**DATA EXCERPTS**

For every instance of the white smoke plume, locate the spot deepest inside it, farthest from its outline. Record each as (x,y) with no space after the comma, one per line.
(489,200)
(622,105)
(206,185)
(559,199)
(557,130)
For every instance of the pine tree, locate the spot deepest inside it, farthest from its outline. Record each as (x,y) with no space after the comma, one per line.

==

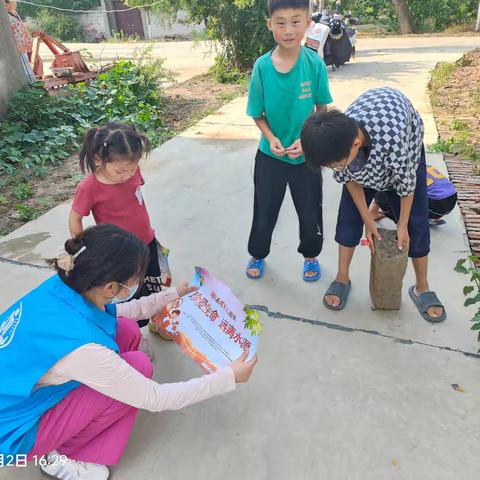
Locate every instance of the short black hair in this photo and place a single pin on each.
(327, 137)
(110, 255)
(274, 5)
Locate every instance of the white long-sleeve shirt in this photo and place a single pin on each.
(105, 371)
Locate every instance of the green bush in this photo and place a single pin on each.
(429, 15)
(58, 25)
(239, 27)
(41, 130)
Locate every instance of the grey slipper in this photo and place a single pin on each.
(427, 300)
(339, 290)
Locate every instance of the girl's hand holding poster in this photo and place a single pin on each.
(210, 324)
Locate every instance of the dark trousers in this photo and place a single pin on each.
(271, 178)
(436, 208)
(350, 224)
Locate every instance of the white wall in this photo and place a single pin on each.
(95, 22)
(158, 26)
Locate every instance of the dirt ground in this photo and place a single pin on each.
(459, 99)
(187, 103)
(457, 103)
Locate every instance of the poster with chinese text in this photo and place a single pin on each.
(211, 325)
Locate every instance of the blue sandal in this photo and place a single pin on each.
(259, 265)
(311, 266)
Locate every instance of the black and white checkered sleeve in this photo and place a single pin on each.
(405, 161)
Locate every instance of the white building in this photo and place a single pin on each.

---

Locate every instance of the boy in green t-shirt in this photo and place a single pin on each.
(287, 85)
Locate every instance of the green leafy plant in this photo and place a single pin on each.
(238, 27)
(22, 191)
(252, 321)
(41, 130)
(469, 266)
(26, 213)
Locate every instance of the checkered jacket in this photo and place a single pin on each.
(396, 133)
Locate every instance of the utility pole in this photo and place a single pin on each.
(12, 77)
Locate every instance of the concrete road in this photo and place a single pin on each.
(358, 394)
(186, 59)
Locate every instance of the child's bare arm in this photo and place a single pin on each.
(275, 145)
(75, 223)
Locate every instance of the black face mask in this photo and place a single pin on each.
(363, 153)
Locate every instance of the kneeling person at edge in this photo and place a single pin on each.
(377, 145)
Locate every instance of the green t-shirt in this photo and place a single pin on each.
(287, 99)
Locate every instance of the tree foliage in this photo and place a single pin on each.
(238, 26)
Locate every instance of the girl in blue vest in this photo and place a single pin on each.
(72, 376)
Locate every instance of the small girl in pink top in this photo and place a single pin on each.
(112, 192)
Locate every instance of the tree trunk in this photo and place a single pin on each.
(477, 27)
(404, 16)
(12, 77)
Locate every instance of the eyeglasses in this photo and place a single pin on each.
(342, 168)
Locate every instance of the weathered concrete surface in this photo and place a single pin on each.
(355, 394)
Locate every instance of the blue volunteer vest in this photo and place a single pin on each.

**PROMPT**
Copy the material from the line with "Locate every instance of the tree foliage" up to and including the line with "Locate every instance of the blue volunteer", keeping the requests, and add -138 to every coordinate in the answers.

**WRITTEN RESPONSE**
Locate every instance of the tree foliage in this photo and place a single pin on each.
(100, -112)
Locate every instance of the girl in blue vest in this photo and place a single pin on each.
(-66, 238)
Locate every instance of the small girl in pink top in this photo and place a single pin on each.
(-26, 54)
Locate every instance of the tree trunk in this photo and place a single pin on each.
(339, -111)
(266, -122)
(-126, -61)
Locate every instance of the eyeglasses in this photo and place a single pin on each.
(204, 30)
Locate every instance of the weathered concrete surface in this photo and place a single pin on each.
(217, 256)
Locate every instance of the blue volunteer vest in this photo and place a single pin on each.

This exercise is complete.